**WHAT IS REQUIRED:** Print every line from the one with "Would you mind" to the one with "Target: red glowing ring", both ends included, and leave out any picture.

**EXERCISE MATERIALS:**
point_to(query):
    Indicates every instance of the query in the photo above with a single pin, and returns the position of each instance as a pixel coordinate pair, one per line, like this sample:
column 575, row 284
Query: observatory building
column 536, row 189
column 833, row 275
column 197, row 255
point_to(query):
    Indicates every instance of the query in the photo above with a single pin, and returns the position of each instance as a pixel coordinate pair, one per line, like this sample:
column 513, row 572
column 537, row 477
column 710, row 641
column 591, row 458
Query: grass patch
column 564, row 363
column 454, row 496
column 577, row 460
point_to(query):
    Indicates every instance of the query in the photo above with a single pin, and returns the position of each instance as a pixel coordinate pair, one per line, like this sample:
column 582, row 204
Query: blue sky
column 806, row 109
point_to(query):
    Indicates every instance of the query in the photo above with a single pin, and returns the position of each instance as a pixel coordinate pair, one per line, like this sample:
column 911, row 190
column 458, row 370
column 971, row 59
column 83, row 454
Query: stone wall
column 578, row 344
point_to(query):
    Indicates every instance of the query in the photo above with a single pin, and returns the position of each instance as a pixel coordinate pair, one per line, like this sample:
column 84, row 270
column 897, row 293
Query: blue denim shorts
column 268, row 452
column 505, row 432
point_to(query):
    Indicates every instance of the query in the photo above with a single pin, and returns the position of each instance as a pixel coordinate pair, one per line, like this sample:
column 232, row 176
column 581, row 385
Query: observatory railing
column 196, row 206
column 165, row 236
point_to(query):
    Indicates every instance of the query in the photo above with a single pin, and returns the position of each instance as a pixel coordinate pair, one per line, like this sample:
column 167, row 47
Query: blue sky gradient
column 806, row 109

--

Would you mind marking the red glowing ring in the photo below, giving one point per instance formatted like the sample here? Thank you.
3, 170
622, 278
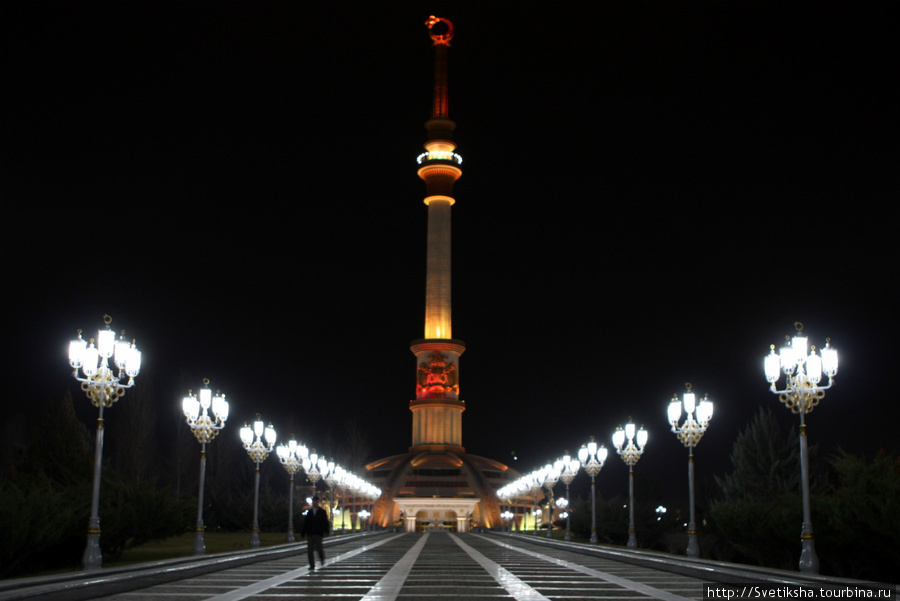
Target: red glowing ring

**ANSWER FOR THIS EXERCISE:**
Would you mind marking the red glowing ring in the photo below, giving one point per instance formatted like the sample here? Thank you.
3, 170
622, 278
Target: red glowing ring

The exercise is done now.